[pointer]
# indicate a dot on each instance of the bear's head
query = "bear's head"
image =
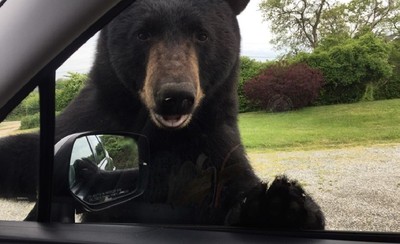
(174, 53)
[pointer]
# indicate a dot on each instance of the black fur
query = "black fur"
(111, 101)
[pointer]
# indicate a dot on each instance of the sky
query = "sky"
(255, 42)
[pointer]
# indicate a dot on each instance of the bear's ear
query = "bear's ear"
(238, 5)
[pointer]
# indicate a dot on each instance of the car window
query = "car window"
(330, 163)
(24, 119)
(339, 142)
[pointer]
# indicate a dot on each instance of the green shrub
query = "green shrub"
(29, 106)
(30, 121)
(389, 89)
(284, 87)
(122, 150)
(67, 89)
(349, 67)
(249, 68)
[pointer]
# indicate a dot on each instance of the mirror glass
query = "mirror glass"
(103, 168)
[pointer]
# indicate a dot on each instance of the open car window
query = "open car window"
(341, 156)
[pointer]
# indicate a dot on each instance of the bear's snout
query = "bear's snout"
(172, 90)
(175, 99)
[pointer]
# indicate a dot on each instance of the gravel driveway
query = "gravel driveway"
(358, 188)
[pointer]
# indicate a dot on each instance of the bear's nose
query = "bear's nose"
(176, 99)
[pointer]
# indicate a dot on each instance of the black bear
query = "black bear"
(168, 70)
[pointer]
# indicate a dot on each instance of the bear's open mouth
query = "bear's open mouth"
(172, 121)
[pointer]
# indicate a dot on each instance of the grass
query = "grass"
(363, 123)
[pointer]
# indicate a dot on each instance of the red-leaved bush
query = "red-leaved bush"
(284, 87)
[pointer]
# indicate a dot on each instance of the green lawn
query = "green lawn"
(363, 123)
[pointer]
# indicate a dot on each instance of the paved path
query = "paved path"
(358, 188)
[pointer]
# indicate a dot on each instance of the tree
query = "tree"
(300, 25)
(381, 17)
(295, 23)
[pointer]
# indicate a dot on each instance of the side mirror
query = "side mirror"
(101, 170)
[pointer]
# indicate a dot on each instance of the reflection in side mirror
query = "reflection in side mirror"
(106, 169)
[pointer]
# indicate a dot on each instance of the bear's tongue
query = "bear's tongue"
(172, 121)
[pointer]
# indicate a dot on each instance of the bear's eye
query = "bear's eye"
(143, 35)
(201, 36)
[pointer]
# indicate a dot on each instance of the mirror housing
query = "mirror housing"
(99, 180)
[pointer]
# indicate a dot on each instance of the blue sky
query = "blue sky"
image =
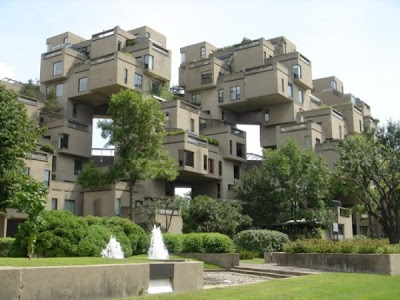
(357, 41)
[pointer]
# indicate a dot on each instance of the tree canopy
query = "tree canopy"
(136, 129)
(369, 167)
(291, 183)
(205, 214)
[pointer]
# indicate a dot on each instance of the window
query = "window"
(148, 62)
(78, 167)
(240, 150)
(192, 125)
(307, 142)
(211, 166)
(117, 208)
(186, 158)
(75, 110)
(63, 141)
(300, 96)
(27, 170)
(125, 75)
(221, 95)
(266, 115)
(138, 81)
(236, 172)
(54, 203)
(59, 89)
(46, 178)
(196, 99)
(69, 205)
(290, 90)
(202, 52)
(82, 84)
(296, 71)
(235, 92)
(57, 68)
(206, 77)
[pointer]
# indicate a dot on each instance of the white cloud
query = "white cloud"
(7, 71)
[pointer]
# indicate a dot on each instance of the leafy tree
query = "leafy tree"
(51, 106)
(205, 214)
(18, 137)
(292, 183)
(370, 169)
(136, 129)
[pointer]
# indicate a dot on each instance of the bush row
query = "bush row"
(198, 243)
(361, 246)
(63, 234)
(259, 241)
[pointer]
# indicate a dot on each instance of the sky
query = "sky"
(356, 41)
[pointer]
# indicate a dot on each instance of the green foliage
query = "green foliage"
(205, 214)
(370, 170)
(207, 243)
(210, 140)
(48, 148)
(5, 244)
(292, 183)
(63, 234)
(360, 246)
(260, 241)
(18, 137)
(136, 125)
(51, 107)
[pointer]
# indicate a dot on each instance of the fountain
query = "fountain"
(157, 248)
(113, 249)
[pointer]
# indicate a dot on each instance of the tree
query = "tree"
(370, 169)
(136, 129)
(205, 214)
(51, 106)
(18, 137)
(292, 183)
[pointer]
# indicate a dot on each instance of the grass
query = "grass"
(322, 286)
(79, 261)
(256, 260)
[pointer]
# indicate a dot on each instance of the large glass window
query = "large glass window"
(138, 81)
(82, 86)
(69, 205)
(296, 71)
(57, 68)
(235, 92)
(149, 62)
(59, 89)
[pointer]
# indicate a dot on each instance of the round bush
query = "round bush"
(173, 242)
(260, 241)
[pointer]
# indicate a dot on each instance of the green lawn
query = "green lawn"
(76, 261)
(321, 286)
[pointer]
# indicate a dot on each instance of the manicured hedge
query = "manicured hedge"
(361, 246)
(63, 234)
(199, 243)
(5, 244)
(260, 241)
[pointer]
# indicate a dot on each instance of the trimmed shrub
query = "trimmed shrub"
(173, 242)
(5, 244)
(360, 246)
(260, 241)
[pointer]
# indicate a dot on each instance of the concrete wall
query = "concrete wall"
(93, 282)
(224, 260)
(359, 263)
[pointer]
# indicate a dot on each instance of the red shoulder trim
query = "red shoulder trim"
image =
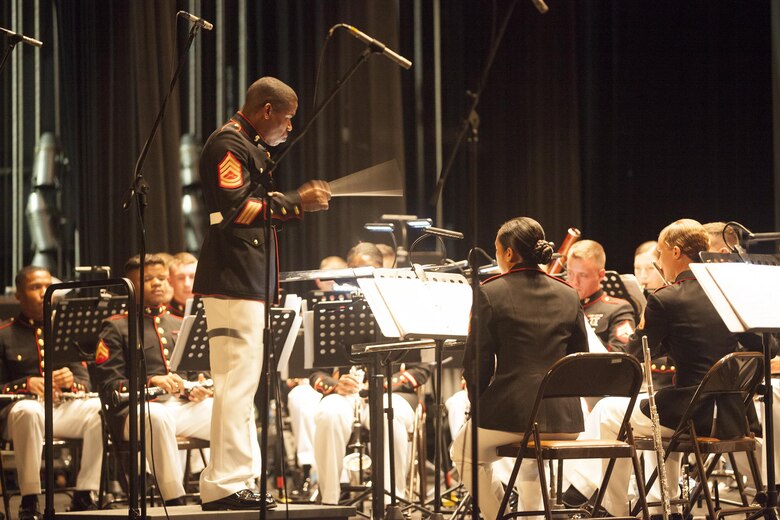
(612, 300)
(675, 283)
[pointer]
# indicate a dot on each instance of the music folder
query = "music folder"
(408, 306)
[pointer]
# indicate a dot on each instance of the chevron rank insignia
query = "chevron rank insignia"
(101, 355)
(230, 176)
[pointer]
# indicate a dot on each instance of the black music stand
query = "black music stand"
(191, 352)
(133, 383)
(738, 315)
(76, 323)
(615, 286)
(337, 326)
(423, 305)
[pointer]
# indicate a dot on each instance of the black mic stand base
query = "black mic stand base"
(393, 512)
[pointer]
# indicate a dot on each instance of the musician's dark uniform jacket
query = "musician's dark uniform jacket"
(405, 381)
(680, 322)
(111, 371)
(612, 319)
(232, 260)
(527, 321)
(21, 357)
(176, 309)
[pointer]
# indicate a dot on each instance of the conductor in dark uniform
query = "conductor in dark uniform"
(231, 277)
(527, 321)
(681, 323)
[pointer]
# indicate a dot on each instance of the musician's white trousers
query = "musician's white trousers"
(77, 419)
(458, 406)
(164, 422)
(236, 352)
(491, 487)
(302, 401)
(333, 425)
(604, 423)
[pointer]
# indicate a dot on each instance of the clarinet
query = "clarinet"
(556, 267)
(153, 392)
(657, 439)
(64, 396)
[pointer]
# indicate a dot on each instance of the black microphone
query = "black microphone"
(194, 19)
(540, 6)
(376, 45)
(22, 38)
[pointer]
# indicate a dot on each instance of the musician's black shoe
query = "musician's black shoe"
(244, 499)
(28, 509)
(673, 516)
(573, 499)
(83, 501)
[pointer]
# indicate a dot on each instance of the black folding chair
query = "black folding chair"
(610, 374)
(734, 378)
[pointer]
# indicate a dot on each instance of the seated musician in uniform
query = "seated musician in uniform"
(183, 413)
(717, 230)
(646, 274)
(612, 319)
(527, 320)
(335, 412)
(694, 346)
(21, 372)
(182, 274)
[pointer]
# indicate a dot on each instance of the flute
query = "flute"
(153, 392)
(64, 396)
(556, 267)
(658, 443)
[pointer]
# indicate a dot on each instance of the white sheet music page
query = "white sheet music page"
(181, 341)
(381, 313)
(717, 298)
(438, 307)
(753, 292)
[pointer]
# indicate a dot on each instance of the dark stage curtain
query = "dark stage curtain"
(616, 117)
(116, 74)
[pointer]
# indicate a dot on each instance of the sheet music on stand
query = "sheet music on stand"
(406, 306)
(747, 296)
(76, 324)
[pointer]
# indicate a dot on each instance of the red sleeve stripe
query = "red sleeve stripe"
(249, 213)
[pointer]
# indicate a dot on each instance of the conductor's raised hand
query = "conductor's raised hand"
(347, 385)
(314, 195)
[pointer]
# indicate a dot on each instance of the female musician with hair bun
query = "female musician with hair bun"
(527, 321)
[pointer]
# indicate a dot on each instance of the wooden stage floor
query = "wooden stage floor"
(297, 511)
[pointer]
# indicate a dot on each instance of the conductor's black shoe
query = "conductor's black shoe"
(572, 498)
(244, 499)
(174, 502)
(28, 510)
(83, 501)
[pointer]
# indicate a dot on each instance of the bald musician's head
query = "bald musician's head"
(679, 245)
(270, 106)
(717, 230)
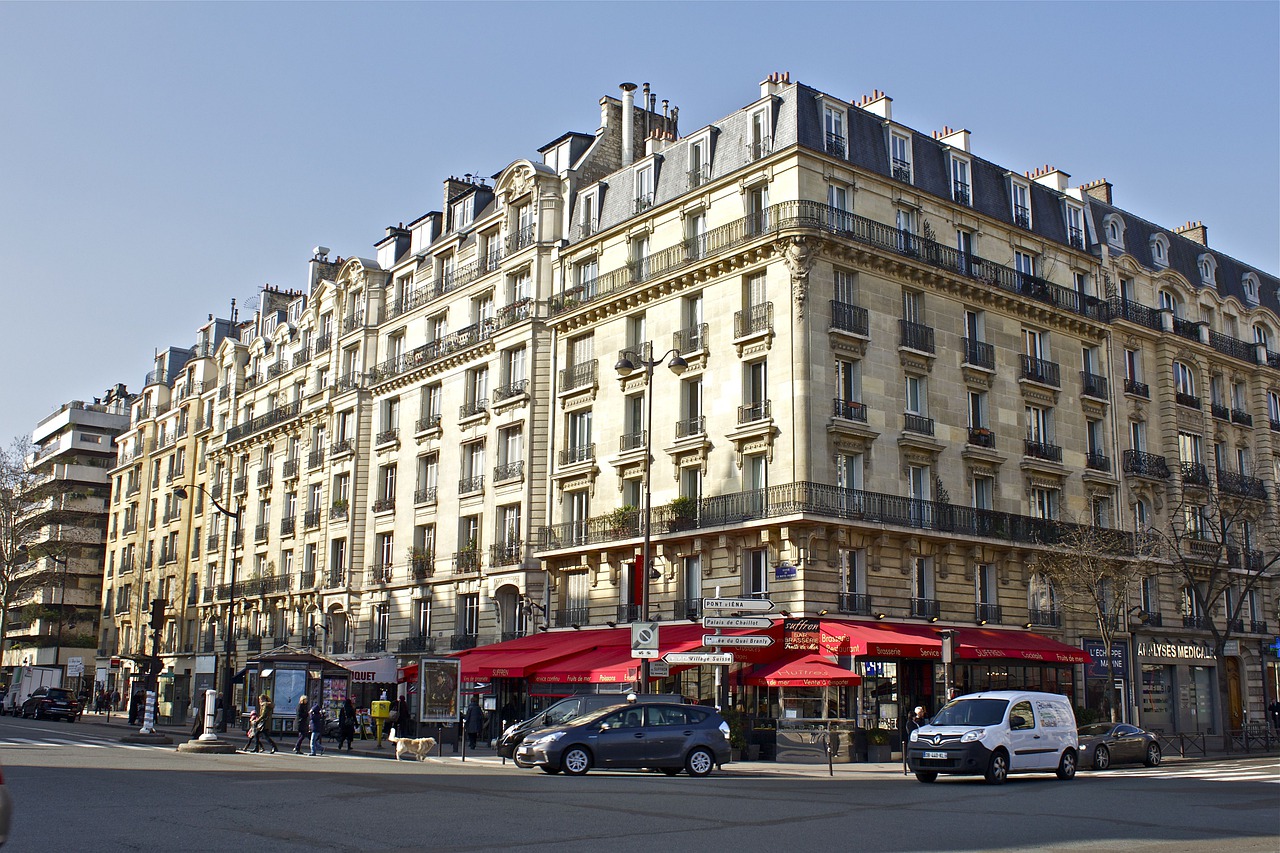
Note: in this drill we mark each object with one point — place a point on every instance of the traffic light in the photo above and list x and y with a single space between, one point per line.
158 614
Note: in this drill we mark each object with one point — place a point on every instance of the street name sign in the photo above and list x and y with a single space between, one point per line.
749 605
726 639
699 657
737 621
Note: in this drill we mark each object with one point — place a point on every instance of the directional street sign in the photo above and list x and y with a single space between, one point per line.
725 639
737 621
699 657
644 639
749 605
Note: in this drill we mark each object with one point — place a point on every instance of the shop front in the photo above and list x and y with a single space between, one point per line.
1176 685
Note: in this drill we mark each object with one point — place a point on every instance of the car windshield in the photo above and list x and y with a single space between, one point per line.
972 712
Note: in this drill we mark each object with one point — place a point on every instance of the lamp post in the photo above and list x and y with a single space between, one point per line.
228 643
626 365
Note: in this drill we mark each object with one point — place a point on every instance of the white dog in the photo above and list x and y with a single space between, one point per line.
416 747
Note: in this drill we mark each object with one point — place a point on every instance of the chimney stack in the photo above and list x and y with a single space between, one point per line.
1194 232
629 100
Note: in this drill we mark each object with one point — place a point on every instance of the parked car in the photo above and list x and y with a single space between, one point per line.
997 733
1112 743
661 735
5 811
50 703
566 710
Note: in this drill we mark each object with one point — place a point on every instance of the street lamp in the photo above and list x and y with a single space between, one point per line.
626 365
181 493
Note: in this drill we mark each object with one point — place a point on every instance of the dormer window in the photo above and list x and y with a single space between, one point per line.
833 124
644 188
1020 195
960 181
1208 268
900 156
1160 250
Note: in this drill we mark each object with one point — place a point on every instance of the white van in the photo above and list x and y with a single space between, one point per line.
995 734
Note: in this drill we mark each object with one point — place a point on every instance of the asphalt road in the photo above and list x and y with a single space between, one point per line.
76 785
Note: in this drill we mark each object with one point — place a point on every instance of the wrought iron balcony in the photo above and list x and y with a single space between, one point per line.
1041 370
690 427
849 410
918 424
982 437
1141 464
508 471
1095 386
1042 450
915 336
850 318
924 607
755 319
575 455
979 354
755 411
855 603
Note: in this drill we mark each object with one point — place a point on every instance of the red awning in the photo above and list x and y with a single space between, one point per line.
808 670
979 643
609 665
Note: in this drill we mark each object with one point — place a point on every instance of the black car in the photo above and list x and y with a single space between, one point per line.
566 710
50 703
663 737
1115 743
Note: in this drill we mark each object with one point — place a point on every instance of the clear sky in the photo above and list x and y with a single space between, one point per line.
158 159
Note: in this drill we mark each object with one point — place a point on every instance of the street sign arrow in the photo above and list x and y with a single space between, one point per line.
726 639
699 657
737 621
749 605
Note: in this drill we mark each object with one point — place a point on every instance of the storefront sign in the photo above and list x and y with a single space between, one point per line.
1098 667
801 634
1182 651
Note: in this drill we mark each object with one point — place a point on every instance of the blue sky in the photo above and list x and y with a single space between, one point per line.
158 160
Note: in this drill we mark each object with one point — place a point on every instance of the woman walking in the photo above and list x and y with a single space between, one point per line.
301 723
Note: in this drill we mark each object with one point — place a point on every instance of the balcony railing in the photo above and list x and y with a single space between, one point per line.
755 411
1042 450
979 354
855 603
755 319
915 336
1141 464
918 424
1041 370
849 410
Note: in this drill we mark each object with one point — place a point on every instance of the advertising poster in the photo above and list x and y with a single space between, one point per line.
438 688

-- -- --

EXERCISE DETAILS: Where in the records does the string "shoulder" appear? Copy every line that has it.

OUTPUT OF THE EXERCISE:
# indicate a dot on each instance of the red shoulder trim
query = "red shoulder trim"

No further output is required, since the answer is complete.